Latest Business Rates review branded insufficient
A stark warning has been issued over the Government’s latest business rates review
Widespread concern has been voiced within the Rating sector over the most recent Government review on business rates as insufficient, and there is hope that sector businesses will respond before the 22nd February deadline.
The review is set to take place at the end of October, but there is already serious concern that the review will have consequences that will have serious ramifications for businesses.
Several facets of the review are subject to intense scrutiny, including the measures to impose more frequent revaluations.
Many business rates experts welcome the Government’s commitment to migrate towards more frequent revaluations from 2023, when it will implement a three-yearly revaluation cycle, the trade-offs (for enabling the Valuation Office Agency (VOA) to undertake their responsibilities in a shorter timeframe), will be reduced appeal rights and increased administrative responsibilities on ratepayers.
The proposals indicate that ratepayers will be required to provide not only confirmation of physical details on an annual basis but also deliver updates on rent and lease information, as well as trading information — even when there have been no changes
It goes without saying that this will pass a significant bureaucratic burden onto the ratepayer, and there is a question mark over whether this will be beneficial to UK business overall.
There are currently around 1.9 million ratepayers, and of those some 700,000 pay no business rates. These proposals will result in some 700,000 businesses being required to submit at least one sample of information to the VOA every year. This engages them in a bureaucratic exercise where the information is unlikely to be used and will have no obvious effect on the amount of business rates collected.
At a time when business was promised to be relieved of red tape in a post-Brexit world, the Government seems to be proposing the opposite for many businesses.
There is a serious concern that the VOA will be wasting time trawling through this vast amount of information instead of setting rateable values at correct and fair levels or dealing with appeals in a timely way, not to mention potential sanctions and penalties that might be imposed should businesses either not return the information or do so outside of any specified time period, or a late or no return of any annual request could resulting in a dismissal or preclusion of any appeal. There is little indication from the Government to impose similar time deadlines on the VOA. A potential lack of transparency at the VOA is also cause for concern.

* [Dataset excerpts]
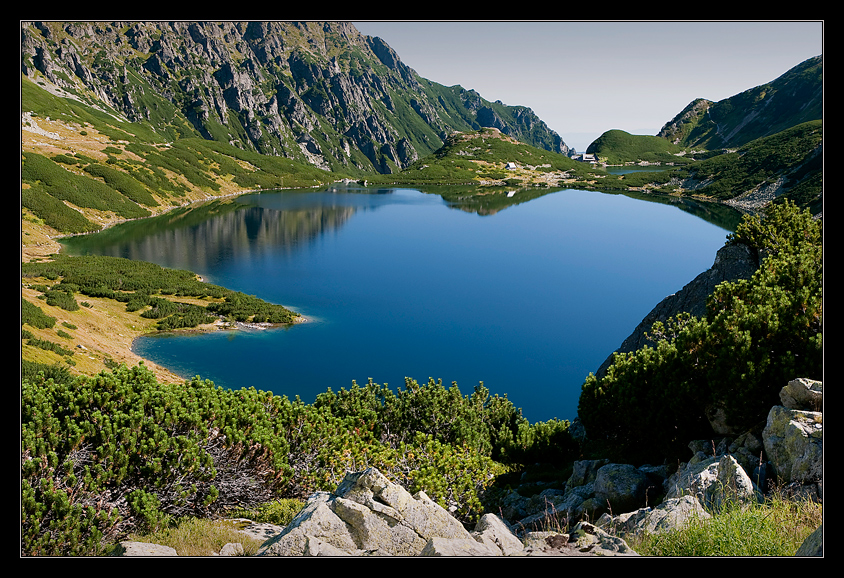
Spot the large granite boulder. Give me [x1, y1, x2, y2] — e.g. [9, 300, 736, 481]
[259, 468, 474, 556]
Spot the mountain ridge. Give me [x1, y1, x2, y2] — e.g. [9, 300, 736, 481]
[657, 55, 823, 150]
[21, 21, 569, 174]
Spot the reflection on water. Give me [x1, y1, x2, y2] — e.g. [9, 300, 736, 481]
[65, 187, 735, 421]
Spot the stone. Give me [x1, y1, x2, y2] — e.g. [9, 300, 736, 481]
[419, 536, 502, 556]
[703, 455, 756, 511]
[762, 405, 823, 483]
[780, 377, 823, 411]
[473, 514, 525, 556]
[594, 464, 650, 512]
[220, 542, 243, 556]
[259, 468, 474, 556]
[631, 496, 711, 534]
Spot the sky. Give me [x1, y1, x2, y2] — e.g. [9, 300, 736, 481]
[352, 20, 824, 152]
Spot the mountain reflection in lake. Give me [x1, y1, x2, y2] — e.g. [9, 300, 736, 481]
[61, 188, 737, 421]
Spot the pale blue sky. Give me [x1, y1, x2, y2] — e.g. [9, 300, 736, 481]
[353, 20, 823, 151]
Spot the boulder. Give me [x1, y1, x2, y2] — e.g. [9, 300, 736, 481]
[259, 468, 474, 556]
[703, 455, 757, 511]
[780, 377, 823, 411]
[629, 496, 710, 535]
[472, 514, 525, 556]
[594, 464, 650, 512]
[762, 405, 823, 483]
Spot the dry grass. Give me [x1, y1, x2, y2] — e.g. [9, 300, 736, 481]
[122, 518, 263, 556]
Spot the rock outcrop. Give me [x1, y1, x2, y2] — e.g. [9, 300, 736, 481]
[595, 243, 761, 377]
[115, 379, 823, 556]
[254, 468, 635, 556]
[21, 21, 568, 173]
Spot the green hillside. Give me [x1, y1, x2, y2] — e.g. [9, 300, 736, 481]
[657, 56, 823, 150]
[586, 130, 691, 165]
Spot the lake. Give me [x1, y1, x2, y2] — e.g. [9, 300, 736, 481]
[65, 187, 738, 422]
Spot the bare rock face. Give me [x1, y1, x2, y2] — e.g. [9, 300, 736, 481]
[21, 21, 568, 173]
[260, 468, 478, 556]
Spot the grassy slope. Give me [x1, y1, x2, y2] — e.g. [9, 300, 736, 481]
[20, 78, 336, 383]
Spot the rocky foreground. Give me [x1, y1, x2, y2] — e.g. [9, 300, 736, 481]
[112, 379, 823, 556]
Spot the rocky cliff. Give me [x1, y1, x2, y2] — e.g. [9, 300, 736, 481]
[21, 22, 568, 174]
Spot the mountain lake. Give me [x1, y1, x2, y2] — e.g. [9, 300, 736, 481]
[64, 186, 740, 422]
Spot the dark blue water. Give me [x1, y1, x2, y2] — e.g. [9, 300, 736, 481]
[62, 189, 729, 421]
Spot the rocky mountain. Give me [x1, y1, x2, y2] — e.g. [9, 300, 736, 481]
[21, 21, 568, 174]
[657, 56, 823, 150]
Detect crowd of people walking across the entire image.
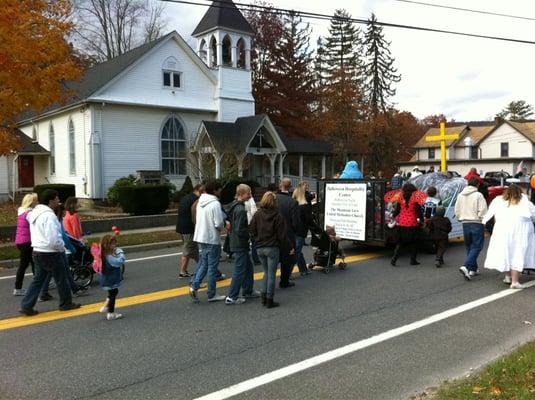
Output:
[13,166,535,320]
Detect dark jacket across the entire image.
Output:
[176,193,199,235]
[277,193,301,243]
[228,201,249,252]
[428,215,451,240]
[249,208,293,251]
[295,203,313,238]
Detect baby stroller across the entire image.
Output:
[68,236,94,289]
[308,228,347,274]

...

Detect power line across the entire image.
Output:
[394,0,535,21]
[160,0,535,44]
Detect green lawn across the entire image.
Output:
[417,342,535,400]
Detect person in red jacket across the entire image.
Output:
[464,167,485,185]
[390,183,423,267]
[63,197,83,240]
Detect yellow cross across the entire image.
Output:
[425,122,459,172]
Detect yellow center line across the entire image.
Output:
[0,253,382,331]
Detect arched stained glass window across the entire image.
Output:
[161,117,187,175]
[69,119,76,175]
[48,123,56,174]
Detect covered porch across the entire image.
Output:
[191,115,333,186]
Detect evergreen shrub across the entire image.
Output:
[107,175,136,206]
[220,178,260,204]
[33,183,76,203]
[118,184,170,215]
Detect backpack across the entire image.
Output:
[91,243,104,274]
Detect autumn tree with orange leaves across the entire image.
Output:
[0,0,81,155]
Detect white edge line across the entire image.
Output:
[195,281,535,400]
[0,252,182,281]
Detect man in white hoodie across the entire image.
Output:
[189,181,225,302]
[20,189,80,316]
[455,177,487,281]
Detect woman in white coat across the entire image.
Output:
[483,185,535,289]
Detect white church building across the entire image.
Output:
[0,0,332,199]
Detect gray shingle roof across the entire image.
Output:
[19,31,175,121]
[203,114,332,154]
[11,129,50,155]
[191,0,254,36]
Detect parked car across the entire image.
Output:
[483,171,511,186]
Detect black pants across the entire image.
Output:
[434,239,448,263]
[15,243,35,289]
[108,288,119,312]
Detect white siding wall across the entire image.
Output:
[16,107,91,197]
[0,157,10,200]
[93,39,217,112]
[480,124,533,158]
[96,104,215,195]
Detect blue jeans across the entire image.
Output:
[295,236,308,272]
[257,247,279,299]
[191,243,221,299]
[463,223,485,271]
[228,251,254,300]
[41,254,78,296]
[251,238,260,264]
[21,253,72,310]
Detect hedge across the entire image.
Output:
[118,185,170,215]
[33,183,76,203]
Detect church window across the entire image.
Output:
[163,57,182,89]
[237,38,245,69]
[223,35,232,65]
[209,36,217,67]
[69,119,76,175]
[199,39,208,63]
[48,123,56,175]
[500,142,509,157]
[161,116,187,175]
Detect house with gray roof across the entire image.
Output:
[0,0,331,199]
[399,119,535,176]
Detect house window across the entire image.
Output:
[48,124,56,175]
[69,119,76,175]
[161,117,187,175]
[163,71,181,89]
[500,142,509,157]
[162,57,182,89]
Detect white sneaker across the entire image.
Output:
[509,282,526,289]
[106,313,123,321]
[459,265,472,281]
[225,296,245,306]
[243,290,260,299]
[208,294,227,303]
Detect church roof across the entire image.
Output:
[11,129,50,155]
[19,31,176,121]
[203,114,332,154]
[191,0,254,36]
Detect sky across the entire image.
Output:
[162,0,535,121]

...

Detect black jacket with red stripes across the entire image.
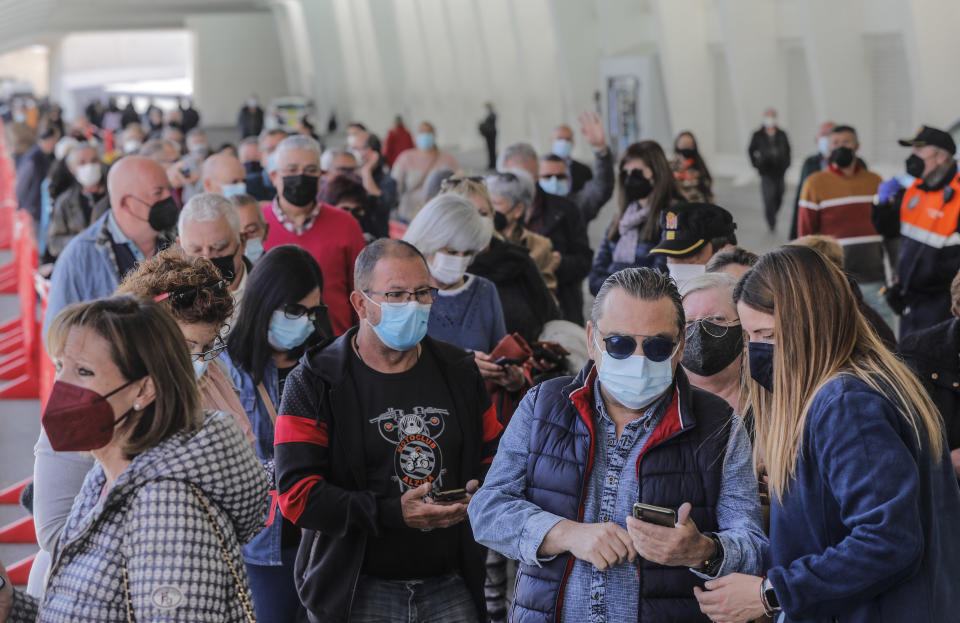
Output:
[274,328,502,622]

* [To be done]
Can you echo the stretch of the business rates article from "Many business rates" through "UK business overall." word for word? Use only the business rates article to answer; ignore the entries.

* [Solution to the problem]
Many business rates experts welcome the Government’s commitment to migrate towards more frequent revaluations from 2023, when it will implement a three-yearly revaluation cycle, the trade-offs (for enabling the Valuation Office Agency (VOA) to undertake their responsibilities in a shorter timeframe), will be reduced appeal rights and increased administrative responsibilities on ratepayers.
The proposals indicate that ratepayers will be required to provide not only confirmation of physical details on an annual basis but also deliver updates on rent and lease information, as well as trading information — even when there have been no changes
It goes without saying that this will pass a significant bureaucratic burden onto the ratepayer, and there is a question mark over whether this will be beneficial to UK business overall.